What the exercise asks: Write out each record exactly and skip every image.

Extracted information:
-------

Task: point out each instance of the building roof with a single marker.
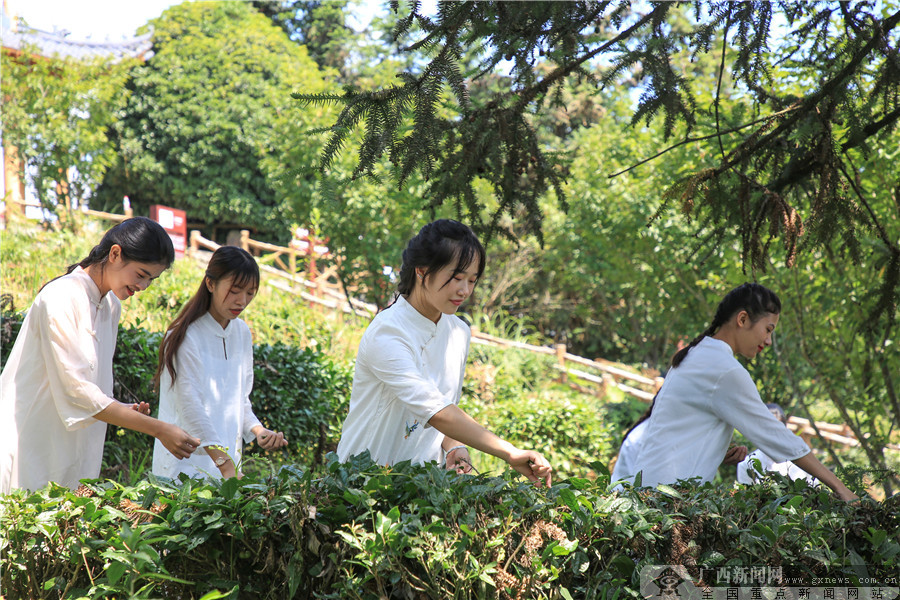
(57, 44)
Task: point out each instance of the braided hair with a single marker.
(436, 246)
(754, 298)
(141, 240)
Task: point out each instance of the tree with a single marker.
(320, 26)
(781, 172)
(208, 124)
(56, 114)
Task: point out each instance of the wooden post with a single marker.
(561, 359)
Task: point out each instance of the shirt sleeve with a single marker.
(189, 402)
(249, 418)
(738, 404)
(71, 359)
(392, 360)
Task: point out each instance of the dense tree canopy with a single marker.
(57, 113)
(811, 84)
(209, 123)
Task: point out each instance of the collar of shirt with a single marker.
(420, 326)
(717, 345)
(212, 326)
(89, 285)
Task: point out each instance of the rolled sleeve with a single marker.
(746, 412)
(395, 364)
(73, 367)
(249, 417)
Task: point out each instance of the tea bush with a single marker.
(364, 531)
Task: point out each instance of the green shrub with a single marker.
(363, 531)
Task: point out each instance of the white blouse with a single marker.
(625, 463)
(57, 377)
(701, 403)
(408, 368)
(211, 396)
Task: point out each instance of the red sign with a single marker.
(174, 221)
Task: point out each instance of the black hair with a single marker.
(141, 239)
(437, 245)
(226, 261)
(754, 298)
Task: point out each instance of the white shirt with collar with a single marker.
(211, 396)
(57, 377)
(701, 403)
(408, 368)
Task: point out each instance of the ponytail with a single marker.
(754, 298)
(436, 246)
(141, 240)
(226, 261)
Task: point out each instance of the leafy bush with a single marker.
(364, 531)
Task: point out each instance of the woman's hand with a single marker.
(532, 465)
(735, 455)
(268, 439)
(141, 407)
(177, 441)
(458, 458)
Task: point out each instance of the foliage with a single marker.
(320, 26)
(364, 531)
(830, 87)
(56, 118)
(199, 129)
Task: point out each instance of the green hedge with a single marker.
(364, 531)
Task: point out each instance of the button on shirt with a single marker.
(57, 377)
(408, 368)
(701, 403)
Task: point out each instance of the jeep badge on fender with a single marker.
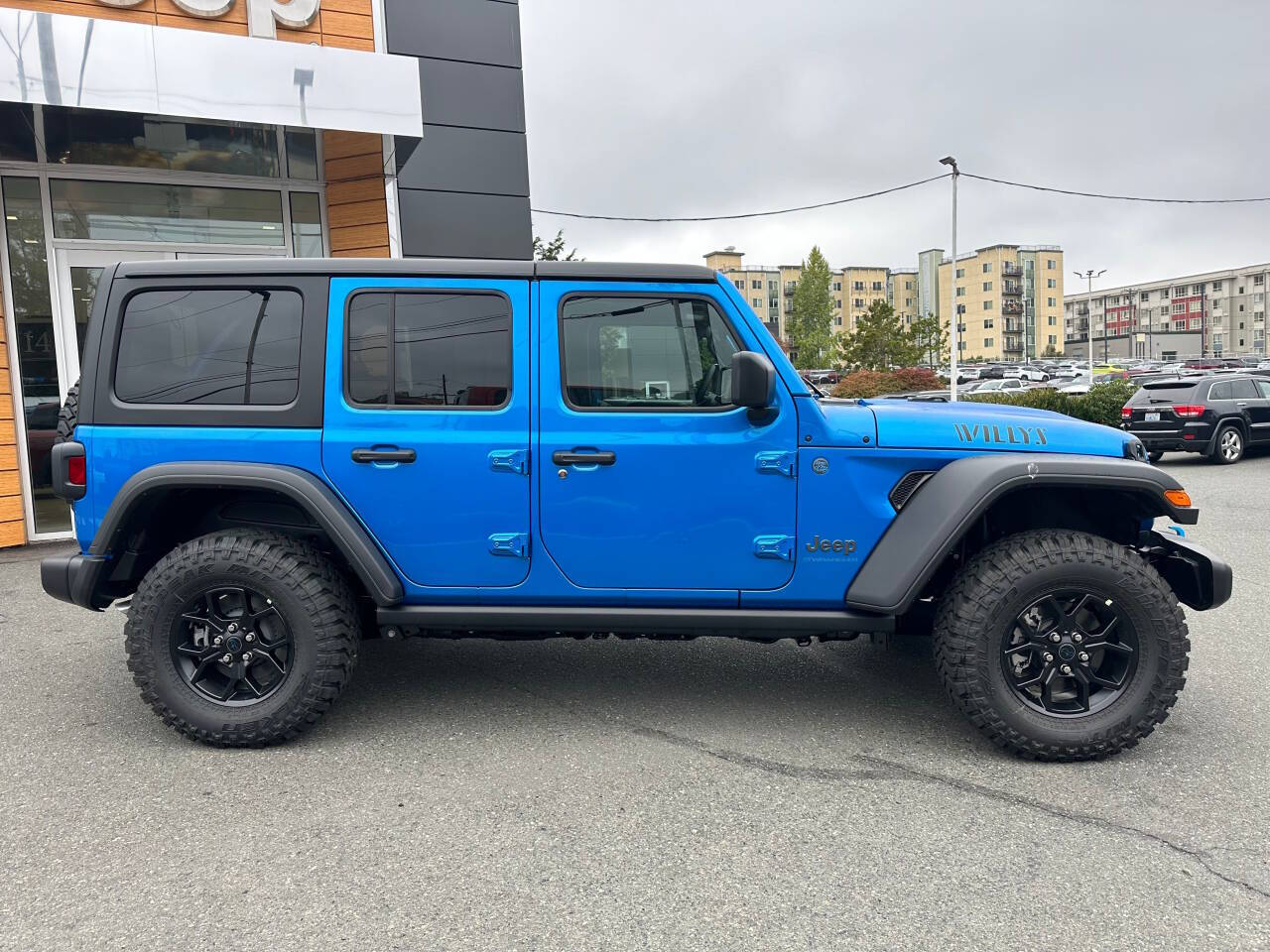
(339, 449)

-------

Answer space:
Task: point out each instance of the building roof with a single marker.
(57, 44)
Task: point out each instance of the braided hair with a single marker.
(436, 246)
(754, 298)
(141, 240)
Task: point out each instance of the tree with a single marker.
(320, 26)
(781, 172)
(208, 124)
(56, 114)
Task: point out each instance of the wooden post with a single marker.
(561, 359)
Task: point out each instance of the shirt sleeve with a single marker.
(189, 402)
(249, 418)
(738, 404)
(71, 359)
(392, 360)
Task: point out each instance of the dense tree canopy with a single marker.
(57, 113)
(811, 84)
(209, 123)
Task: point out each instance of the collar of shirt with a single marker.
(420, 326)
(717, 345)
(212, 326)
(89, 285)
Task: point out each instance of the rolled sleeve with a single marker.
(746, 412)
(395, 364)
(73, 367)
(249, 417)
Task: point out each instance of the tea bush with a single marker.
(364, 531)
Task: point out each instance of the green shrub with a single marker.
(363, 531)
Task: point out each instance of the white blouse with a single marker.
(625, 463)
(57, 377)
(701, 403)
(408, 368)
(211, 396)
Task: point out each instance of the red sign with a single marker.
(174, 221)
Task: point out each instance of the black hair with a single marker.
(141, 239)
(437, 245)
(226, 261)
(754, 298)
Task: point out each instance of the white shirt with collar with a single marker.
(211, 396)
(57, 377)
(701, 403)
(408, 368)
Task: point out each instance of the ponytail with a single marker.
(754, 298)
(436, 246)
(141, 240)
(226, 261)
Task: point out each instance of the leafy bush with a single marker.
(364, 531)
Task: point out each instance of the woman's hand with a single marker.
(532, 465)
(735, 455)
(268, 439)
(141, 407)
(177, 441)
(458, 458)
Task: point out each instance of the foliage with a single marker.
(320, 26)
(364, 531)
(830, 87)
(56, 118)
(199, 129)
Task: point out each instance of the green hedge with a single marker.
(364, 531)
Task: point out each instance of the button on shirt with a single marker.
(57, 377)
(408, 368)
(701, 403)
Task: point out each instance of the jeep badge on fender with a single marker.
(339, 449)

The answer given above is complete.